Dataset records about object locations:
==*==
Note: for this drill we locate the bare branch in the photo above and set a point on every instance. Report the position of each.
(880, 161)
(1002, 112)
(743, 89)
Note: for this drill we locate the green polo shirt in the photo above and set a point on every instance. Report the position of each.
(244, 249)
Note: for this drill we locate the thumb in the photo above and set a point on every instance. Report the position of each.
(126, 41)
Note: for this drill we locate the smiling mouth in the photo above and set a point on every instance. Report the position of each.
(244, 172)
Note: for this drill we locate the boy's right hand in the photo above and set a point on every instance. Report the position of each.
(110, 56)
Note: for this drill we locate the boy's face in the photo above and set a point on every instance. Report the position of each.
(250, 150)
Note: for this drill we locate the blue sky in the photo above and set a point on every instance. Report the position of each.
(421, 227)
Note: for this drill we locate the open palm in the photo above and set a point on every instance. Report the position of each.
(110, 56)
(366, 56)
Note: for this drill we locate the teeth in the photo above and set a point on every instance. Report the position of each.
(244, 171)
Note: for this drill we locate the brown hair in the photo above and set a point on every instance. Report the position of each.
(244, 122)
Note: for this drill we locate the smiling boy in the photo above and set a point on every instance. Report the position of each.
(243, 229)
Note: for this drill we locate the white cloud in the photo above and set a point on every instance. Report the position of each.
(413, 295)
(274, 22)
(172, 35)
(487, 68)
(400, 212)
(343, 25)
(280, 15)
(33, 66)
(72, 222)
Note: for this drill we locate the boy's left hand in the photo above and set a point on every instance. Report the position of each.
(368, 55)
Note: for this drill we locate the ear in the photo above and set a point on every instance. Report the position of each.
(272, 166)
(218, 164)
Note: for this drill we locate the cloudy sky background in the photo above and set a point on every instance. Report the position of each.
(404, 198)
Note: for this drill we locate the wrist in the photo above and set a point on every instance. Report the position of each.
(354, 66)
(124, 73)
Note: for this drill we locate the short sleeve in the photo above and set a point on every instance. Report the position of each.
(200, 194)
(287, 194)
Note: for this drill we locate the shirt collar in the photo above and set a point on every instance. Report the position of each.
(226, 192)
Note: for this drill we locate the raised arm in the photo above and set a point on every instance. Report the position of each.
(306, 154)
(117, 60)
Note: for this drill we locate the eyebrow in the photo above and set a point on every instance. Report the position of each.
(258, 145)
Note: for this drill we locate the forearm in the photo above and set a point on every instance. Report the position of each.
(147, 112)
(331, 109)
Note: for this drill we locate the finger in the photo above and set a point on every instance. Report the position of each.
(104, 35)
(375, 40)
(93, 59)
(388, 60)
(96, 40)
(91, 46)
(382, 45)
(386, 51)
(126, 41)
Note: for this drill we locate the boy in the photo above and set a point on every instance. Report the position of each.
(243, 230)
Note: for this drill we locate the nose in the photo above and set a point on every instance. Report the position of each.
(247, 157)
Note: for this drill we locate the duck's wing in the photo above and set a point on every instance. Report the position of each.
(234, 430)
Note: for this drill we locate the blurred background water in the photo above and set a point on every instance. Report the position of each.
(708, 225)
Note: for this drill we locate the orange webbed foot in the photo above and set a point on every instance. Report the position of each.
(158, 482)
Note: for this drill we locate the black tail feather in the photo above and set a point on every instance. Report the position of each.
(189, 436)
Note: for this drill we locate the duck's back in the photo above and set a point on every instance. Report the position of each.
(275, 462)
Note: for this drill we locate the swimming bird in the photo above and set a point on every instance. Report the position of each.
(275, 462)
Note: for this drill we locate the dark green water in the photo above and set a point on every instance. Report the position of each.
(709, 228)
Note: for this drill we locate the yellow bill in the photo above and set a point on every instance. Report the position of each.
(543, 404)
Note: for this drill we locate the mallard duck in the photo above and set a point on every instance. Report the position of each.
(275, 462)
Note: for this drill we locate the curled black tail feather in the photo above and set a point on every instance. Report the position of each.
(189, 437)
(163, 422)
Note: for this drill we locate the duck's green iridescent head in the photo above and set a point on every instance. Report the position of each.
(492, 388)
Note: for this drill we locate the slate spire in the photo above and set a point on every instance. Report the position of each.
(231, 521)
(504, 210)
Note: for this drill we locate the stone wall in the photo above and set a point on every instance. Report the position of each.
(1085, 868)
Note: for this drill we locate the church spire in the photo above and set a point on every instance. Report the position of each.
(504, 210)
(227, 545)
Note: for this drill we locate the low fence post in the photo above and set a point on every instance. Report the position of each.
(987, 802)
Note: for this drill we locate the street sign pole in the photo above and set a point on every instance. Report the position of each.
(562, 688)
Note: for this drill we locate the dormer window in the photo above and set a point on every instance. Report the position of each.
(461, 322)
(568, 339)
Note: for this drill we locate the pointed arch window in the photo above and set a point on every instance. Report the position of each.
==*==
— TASK DIRECTIONS —
Find the line containing "Note: for this drill we locate the duck's back". Reproduce it exactly, along with every line after it through the last.

— WORKED ANSWER —
Note: for this drill we locate the duck's back in the photo above and set a point on every instance. Report the position of each.
(275, 462)
Note: for this drill we locate the swimming bird in the photo above and set a point on every instance. Report the position of each.
(275, 462)
Note: for this drill we locate the dark green water in the photo above and set a point on every instance. Report the position of each.
(709, 228)
Note: for this drill we locate the yellow bill in the photo above and set a point on every instance. Report the position of each.
(543, 404)
Note: for this drill we locate the mallard duck in the photo above and set a point on every instance. Report the position of each.
(275, 462)
Note: for this drill we locate the curled black tail feather in the photo above and set a point on every instance. Report the position of each.
(189, 437)
(163, 422)
Note: for this drill we locate the duck's green iridescent head in the photo above and set a point on every instance. Report the position of each.
(492, 388)
Note: for this drill we locate the slate spire in the photo above and set a point on every instance. Report the position of each.
(231, 521)
(504, 210)
Note: for this drill we locate the stone wall in the photo above and set a point on every instance. Report the position of each.
(1085, 868)
Note: for this drill we locate the church spire in the photo above and set a point on every instance. Report the position of each.
(504, 210)
(227, 545)
Note: for this drill we locate the low fence post in the photo above and set a point on every instance. Report the position of each.
(987, 802)
Note: for this drill we locate the street sign pole in the photo above and set a point on every instance. Report the position of each.
(562, 688)
Note: for this drill we locate the dormer window in the photo above and set a point on every instance. Report the position of each.
(461, 322)
(568, 339)
Note: for this drill we locate the pointed arch window in the photo above and set a point on every instance. Report the position of each.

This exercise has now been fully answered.